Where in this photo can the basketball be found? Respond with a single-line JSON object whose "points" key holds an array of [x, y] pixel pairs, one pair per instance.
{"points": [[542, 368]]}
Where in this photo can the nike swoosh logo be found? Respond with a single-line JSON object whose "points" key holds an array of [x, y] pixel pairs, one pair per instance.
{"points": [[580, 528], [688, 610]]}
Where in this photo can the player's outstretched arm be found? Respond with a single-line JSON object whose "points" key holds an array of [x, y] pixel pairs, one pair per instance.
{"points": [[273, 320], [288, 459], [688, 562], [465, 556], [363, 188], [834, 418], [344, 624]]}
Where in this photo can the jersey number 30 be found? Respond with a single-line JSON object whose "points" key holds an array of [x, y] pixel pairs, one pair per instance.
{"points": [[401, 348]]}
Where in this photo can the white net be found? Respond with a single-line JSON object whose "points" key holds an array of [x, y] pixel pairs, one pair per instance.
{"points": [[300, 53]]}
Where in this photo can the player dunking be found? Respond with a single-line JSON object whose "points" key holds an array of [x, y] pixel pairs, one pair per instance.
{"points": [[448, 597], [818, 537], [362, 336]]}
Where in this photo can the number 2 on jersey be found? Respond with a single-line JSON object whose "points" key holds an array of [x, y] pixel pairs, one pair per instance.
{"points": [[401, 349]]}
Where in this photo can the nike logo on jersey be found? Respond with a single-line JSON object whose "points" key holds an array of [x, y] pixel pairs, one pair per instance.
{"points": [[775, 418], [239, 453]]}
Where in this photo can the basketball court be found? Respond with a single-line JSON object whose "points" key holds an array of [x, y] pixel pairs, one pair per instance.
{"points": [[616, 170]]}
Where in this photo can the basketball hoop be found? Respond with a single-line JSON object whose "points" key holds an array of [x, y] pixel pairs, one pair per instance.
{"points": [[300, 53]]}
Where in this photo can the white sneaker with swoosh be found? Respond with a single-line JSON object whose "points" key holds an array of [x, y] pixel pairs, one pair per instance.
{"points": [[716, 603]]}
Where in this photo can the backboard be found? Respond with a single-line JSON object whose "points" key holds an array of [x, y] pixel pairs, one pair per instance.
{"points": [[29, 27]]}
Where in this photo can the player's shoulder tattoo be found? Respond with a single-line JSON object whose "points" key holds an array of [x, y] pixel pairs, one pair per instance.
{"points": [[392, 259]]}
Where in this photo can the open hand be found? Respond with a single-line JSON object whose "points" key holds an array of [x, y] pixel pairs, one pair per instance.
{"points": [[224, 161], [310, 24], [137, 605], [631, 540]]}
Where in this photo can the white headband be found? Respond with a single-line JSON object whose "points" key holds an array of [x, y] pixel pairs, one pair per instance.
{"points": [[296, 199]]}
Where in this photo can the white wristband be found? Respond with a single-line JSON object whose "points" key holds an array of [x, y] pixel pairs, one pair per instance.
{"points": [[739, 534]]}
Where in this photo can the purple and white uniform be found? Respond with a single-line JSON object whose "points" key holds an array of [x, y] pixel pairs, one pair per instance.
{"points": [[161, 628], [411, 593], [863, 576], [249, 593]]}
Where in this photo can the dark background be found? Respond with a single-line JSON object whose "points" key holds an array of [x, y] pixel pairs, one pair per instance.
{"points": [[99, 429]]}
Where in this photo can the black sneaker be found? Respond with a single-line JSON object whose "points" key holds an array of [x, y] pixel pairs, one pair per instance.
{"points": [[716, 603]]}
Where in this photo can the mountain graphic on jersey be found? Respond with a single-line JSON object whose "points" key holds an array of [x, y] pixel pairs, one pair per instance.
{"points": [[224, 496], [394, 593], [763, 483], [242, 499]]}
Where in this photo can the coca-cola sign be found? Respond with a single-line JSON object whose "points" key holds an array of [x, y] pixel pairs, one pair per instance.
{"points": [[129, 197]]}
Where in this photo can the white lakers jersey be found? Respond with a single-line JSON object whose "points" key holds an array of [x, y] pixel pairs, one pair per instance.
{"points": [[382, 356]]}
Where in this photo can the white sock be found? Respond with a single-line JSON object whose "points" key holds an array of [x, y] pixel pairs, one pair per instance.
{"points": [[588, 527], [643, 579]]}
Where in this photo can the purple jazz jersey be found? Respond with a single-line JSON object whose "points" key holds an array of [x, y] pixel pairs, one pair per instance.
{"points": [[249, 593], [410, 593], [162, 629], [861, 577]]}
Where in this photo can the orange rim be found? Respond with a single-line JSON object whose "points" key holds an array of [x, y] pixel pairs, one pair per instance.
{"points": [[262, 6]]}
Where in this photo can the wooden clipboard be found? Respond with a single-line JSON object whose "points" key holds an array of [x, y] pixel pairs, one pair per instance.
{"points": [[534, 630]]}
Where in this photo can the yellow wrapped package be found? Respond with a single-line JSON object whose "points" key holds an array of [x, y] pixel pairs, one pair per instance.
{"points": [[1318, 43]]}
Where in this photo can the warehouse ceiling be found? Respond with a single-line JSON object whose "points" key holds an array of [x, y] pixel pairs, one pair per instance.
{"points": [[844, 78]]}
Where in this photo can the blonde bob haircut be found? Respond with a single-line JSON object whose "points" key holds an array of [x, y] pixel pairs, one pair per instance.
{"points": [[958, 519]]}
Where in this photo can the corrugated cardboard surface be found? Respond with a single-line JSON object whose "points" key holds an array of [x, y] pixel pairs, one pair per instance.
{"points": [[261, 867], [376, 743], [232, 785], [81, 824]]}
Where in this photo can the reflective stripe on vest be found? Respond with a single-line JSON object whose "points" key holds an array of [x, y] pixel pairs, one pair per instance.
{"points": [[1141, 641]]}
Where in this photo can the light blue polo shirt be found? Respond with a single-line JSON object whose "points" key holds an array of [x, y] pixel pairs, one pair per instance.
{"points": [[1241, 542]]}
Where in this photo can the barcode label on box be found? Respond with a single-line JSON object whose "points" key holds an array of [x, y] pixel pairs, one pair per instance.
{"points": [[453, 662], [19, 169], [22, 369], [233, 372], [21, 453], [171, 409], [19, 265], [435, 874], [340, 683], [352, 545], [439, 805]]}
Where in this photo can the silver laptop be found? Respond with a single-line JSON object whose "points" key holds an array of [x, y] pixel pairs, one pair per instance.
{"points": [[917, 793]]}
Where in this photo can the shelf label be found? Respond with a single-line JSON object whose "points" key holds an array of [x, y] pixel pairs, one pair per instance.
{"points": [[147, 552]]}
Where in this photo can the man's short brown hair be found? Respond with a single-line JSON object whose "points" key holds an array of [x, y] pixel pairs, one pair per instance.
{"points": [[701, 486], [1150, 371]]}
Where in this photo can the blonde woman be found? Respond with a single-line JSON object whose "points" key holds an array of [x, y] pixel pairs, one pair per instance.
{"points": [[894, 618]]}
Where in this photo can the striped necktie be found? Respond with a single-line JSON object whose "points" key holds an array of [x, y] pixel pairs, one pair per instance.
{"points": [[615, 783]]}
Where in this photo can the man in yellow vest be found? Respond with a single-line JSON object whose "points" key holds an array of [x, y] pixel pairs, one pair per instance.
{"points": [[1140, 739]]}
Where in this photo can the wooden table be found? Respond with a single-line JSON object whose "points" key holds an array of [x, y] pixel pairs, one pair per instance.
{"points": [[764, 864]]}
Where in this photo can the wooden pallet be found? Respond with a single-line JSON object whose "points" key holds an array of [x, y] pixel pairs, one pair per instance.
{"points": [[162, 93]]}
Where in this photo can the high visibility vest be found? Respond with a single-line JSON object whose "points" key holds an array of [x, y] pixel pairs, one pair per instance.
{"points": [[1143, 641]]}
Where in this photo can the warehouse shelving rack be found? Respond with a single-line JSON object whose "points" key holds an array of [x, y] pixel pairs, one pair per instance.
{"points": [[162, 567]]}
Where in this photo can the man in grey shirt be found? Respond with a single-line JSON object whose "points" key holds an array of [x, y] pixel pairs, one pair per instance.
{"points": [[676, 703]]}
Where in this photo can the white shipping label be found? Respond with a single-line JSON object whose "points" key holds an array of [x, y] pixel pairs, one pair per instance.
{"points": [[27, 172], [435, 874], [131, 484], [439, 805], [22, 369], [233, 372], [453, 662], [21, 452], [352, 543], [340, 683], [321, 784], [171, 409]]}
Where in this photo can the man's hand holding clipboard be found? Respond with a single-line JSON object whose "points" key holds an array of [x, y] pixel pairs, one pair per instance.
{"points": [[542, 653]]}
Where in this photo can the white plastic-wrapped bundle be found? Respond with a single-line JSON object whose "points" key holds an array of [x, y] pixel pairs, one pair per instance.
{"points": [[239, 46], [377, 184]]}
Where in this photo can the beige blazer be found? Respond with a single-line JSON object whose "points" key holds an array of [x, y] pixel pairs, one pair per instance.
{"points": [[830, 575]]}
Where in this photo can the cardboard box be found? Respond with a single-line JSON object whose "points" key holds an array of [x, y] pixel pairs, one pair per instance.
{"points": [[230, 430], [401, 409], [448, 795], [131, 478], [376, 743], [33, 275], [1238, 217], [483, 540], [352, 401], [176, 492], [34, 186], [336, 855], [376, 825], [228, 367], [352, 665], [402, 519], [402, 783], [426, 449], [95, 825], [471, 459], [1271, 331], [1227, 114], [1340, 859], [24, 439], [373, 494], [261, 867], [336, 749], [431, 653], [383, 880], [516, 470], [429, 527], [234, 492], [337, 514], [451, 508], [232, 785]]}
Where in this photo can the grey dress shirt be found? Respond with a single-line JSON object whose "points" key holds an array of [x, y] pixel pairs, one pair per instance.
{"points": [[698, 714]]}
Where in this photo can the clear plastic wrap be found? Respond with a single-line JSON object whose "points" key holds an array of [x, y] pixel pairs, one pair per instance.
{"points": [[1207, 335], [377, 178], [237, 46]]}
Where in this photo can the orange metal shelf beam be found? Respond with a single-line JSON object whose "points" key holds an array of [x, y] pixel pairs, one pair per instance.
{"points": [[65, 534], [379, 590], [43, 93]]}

**Assigned task:**
Word for word, please return the lines from the one containing "Where in this photo can the clear" through the end of the listing, both ends included, and nothing else.

**Result:**
Where in this photo can the clear plastic wrap be found? Respond with a single-line JSON object whose "points" key holds an array of [x, y] pixel pairs, one pair per instance.
{"points": [[1207, 335], [377, 178], [237, 46]]}
Where in this photo can the orange metal shelf beam be found? Respond with a single-line JSON object whose "points" key holds an array of [x, y] pixel pairs, one pair per instance.
{"points": [[65, 534], [379, 590], [43, 93]]}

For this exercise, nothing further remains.